§ EXERCISE:
Retype the lines from the one containing "locate the blurred foliage in the photo above" through the end of the listing below, keeping every character unchanged.
══ EXTRACTED RECORDS ══
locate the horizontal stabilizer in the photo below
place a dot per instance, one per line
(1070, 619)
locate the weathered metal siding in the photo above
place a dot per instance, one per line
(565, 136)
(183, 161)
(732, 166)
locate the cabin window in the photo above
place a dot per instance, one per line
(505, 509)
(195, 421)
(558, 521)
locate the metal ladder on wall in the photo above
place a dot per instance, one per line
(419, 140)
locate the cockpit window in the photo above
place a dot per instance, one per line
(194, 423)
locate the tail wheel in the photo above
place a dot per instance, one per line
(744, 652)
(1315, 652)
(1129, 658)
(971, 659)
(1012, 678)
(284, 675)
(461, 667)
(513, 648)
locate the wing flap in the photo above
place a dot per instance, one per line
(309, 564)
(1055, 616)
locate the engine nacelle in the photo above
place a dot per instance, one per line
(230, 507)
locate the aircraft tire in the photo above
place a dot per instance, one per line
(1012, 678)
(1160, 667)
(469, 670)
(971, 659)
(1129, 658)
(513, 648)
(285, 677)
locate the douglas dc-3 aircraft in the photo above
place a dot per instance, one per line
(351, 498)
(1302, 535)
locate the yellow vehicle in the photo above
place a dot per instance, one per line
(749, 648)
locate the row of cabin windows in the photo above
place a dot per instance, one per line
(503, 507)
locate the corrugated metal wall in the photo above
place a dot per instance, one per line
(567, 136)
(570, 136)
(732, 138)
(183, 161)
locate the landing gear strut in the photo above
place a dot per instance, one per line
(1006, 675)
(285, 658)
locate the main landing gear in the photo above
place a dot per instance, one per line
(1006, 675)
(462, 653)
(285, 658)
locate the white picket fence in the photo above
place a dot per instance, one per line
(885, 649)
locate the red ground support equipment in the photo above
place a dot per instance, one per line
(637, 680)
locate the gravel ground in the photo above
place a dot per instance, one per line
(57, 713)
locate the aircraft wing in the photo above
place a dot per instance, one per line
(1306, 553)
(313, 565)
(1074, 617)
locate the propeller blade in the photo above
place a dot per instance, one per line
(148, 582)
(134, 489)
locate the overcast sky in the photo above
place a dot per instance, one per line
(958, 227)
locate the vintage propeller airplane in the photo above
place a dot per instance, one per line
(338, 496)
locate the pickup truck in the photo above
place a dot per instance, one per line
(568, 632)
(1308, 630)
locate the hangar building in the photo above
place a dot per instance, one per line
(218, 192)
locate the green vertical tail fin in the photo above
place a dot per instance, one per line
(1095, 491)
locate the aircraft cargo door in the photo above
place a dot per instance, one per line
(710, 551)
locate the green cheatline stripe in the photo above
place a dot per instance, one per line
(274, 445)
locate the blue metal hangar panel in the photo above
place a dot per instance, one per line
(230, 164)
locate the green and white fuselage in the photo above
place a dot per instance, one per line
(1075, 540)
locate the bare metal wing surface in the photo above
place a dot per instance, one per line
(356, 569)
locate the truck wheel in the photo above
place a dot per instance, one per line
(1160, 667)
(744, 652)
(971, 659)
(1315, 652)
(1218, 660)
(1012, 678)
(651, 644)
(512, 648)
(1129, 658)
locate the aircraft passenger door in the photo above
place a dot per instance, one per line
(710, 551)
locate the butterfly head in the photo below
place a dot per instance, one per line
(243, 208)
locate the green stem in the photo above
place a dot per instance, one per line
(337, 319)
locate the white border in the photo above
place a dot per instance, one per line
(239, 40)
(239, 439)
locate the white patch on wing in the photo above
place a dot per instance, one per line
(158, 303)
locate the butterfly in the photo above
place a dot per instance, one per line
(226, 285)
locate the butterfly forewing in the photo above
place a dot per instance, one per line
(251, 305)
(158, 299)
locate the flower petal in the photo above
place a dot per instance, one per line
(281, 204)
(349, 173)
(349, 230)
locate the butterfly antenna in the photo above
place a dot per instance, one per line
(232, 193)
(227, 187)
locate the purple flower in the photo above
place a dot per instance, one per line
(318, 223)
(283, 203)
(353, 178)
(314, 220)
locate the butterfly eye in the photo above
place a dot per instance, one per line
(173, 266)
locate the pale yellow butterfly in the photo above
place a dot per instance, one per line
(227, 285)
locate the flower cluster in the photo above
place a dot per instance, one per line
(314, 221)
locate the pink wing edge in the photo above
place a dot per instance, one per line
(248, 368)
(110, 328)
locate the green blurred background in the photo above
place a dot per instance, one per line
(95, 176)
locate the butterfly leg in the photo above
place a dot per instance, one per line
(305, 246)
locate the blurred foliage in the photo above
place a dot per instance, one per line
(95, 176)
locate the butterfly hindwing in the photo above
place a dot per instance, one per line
═══
§ SOLVED EXERCISE:
locate the blurred foliage in the photo above
place a dot per instance, one per line
(95, 176)
locate the butterfly hindwing in the photo above
place a dot per instance, one per line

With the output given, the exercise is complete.